** GIVEN TEXT **
FEDERAL COURT OF AUSTRALIA

 

Rinka v Minister for Immigration and Citizenship [2009] FCA 465



MIGRATION – notice of motion to restrain applicant’s removal from Australia pending resolution of Federal Court proceedings – whether serious question to be tried – whether Minister determined best interests of applicant’s children – balance of convenience – consequences of applicant’s removal from Australia


Held: injunction granted


Migration Act 1958 (Cth)

Migration Legislation Amendment Act (No. 1) 2009 (Cth)


Minister for Immigration & Ethnic Affairs v Wu Shan Liang (1996) 185 CLR 259

Vaitaiki v Minister for Immigration and Ethnic Affairs (1998) 150 ALR 608

Wan v Minister for Immigration and Multicultural Affairs (2001) 107 FCR 133; [2001] FCA 568  


SOYIET SARUNI RINKA v MINISTER FOR IMMIGRATION AND CITIZENSHIP

NSD 368 of 2009

 

JAGOT J

8 May 2009

SYDNEY



IN THE FEDERAL COURT OF AUSTRALIA

 

NEW SOUTH WALES DISTRICT REGISTRY

NSD 368 of 2009

 

BETWEEN:

SOYIET SARUNI RINKA

Applicant

 

AND:

MINISTER FOR IMMIGRATION AND CITIZENSHIP

Respondent

 

 

JUDGE:

JAGOT J

DATE OF ORDER:

5 MAY 2009  

WHERE MADE:

SYDNEY

 

THE COURT ORDERS THAT:

 

1.                   Pending further or other order, restrain the Respondent from removing the Applicant from Australia.

** YOUR TASKS **
1/ Answer these questions about the court judgment on Rinka's removal from Australia:
(a) Which judge heard the matter?
(b) What does the judgment record as held?
(c) On what date was the order made?
2/ Resume the court judgment on Rinka's removal from Australia, starting after its first order.

** DATASET CONTENT **
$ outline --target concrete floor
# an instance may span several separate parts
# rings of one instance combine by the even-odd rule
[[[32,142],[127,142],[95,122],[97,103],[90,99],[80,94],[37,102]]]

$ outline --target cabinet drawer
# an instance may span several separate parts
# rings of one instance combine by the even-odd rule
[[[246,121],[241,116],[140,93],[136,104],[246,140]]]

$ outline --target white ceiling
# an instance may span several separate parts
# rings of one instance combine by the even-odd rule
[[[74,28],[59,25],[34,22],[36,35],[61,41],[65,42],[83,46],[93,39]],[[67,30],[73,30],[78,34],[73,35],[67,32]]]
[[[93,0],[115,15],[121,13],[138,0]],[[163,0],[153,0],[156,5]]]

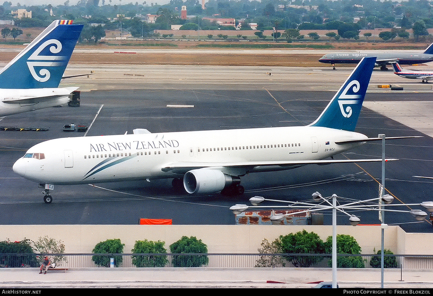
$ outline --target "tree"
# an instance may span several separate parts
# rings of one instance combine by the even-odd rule
[[[13,37],[14,40],[15,40],[15,38],[22,35],[23,30],[20,29],[17,29],[16,28],[13,28],[12,31],[10,31],[10,35]]]
[[[105,30],[102,28],[100,25],[96,27],[92,27],[91,30],[92,35],[95,38],[95,43],[98,42],[98,40],[102,37],[105,37]]]
[[[420,36],[424,36],[428,35],[429,33],[427,32],[426,28],[426,24],[423,21],[417,21],[414,24],[414,26],[412,28],[414,32],[414,35],[415,36],[417,40]]]
[[[122,254],[125,244],[120,242],[120,239],[107,239],[103,242],[100,242],[96,244],[92,250],[94,254]],[[123,260],[121,256],[114,256],[114,265],[116,267],[122,263]],[[92,260],[95,264],[100,266],[110,267],[110,257],[102,255],[95,255],[92,256]]]
[[[297,29],[287,29],[283,33],[282,36],[287,40],[288,43],[291,43],[292,39],[299,36],[299,30]]]
[[[267,239],[265,239],[262,241],[260,245],[262,248],[257,249],[260,254],[275,254],[279,253],[278,245],[278,239],[270,243]],[[272,256],[263,255],[257,259],[255,266],[254,267],[284,267],[285,264],[283,262],[283,258],[280,256]]]
[[[10,29],[7,27],[1,29],[1,35],[6,39],[6,36],[10,34]]]
[[[0,254],[34,254],[30,245],[32,241],[24,239],[20,242],[11,242],[9,239],[0,242]],[[1,267],[36,267],[39,266],[36,254],[29,256],[2,255],[0,256]]]
[[[330,236],[325,242],[326,253],[332,253],[332,236]],[[361,247],[353,236],[346,234],[337,235],[337,253],[360,254]],[[328,262],[332,267],[332,261]],[[362,258],[360,256],[337,256],[337,267],[346,268],[363,268],[365,266]]]
[[[166,254],[167,250],[164,247],[165,242],[152,242],[145,239],[136,241],[134,248],[131,251],[134,254]],[[137,267],[164,267],[168,260],[167,256],[160,255],[134,255],[132,256],[132,264]]]
[[[383,250],[384,255],[394,255],[394,253],[389,250],[385,249]],[[376,253],[378,255],[381,256],[374,256],[372,258],[372,260],[370,261],[370,266],[373,268],[380,268],[381,267],[381,255],[382,250],[379,250]],[[395,256],[384,256],[383,257],[383,267],[385,268],[397,268],[397,261],[395,259]]]
[[[61,240],[56,241],[55,239],[48,237],[45,236],[43,237],[39,237],[34,243],[35,248],[39,253],[42,254],[63,254],[65,253],[65,244]],[[63,262],[68,263],[66,256],[56,255],[50,258],[51,262],[56,265],[61,265]]]
[[[325,36],[330,38],[330,39],[333,37],[335,37],[337,35],[337,33],[335,32],[328,32],[325,34]]]
[[[288,254],[323,254],[325,248],[323,241],[317,233],[304,229],[296,233],[280,236],[277,242],[281,253]],[[321,256],[288,255],[283,256],[295,267],[310,267],[321,261]]]
[[[207,253],[207,246],[195,236],[182,236],[170,245],[170,250],[173,254]],[[209,261],[207,255],[173,255],[171,263],[174,267],[200,267],[207,264]]]

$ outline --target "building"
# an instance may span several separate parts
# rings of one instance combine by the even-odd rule
[[[204,19],[208,19],[211,22],[215,22],[218,25],[221,26],[236,26],[236,20],[234,19],[214,19],[210,17],[204,17]]]
[[[148,24],[154,24],[158,17],[158,15],[157,14],[150,14],[148,13],[146,15],[146,22]]]
[[[184,5],[182,6],[182,9],[181,10],[181,19],[186,19],[187,17],[187,6]]]
[[[16,11],[13,10],[10,12],[13,17],[16,19],[21,19],[23,17],[28,17],[29,19],[32,18],[32,11],[27,11],[25,9],[17,10]]]

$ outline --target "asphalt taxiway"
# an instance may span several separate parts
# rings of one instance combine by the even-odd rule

** ANSWERS FOR THIS EXERCISE **
1/
(a) Jagot J
(b) Injunction granted
(c) 5 May 2009

2/
2.                   Costs reserved.

 


Note:    Settlement and entry of orders is dealt with in Order 36 of the Federal Court Rules.
The text of entered orders can be located using Federal Law Search on the Court’s website.



IN THE FEDERAL COURT OF AUSTRALIA

 

NEW SOUTH WALES DISTRICT REGISTRY

NSD 368 of 2009

BETWEEN:

SOYIET SARUNI RINKA

Applicant

 

AND:

MINISTER FOR IMMIGRATION AND CITIZENSHIP

Respondent

 

 

JUDGE:

JAGOT J

DATE:

5 MAY 2009

PLACE:

SYDNEY


REASONS FOR JUDGMENT

1                     This is a notice of motion filed on 4 May 2009 in which the applicant seeks an order, in effect, restraining the respondent, the Minister for Immigration and Citizenship, from removing the applicant from Australia until his application is decided.  The application was filed on 1 May 2009.  The application claims that the applicant is being unlawfully held in detention and that his detention is not sanctioned by the Migration Act 1958 (Cth).  In the application, the applicant seeks an order that he be released from detention.  The application and notice of motion were accompanied by an affidavit sworn by the applicant and filed on 1 May 2009.  On reading that affidavit it appears to me (and the Minister’s legal representative did not disagree with this proposition) that the applicant, in fact, seeks to challenge the decision of the Minister to cancel his visa.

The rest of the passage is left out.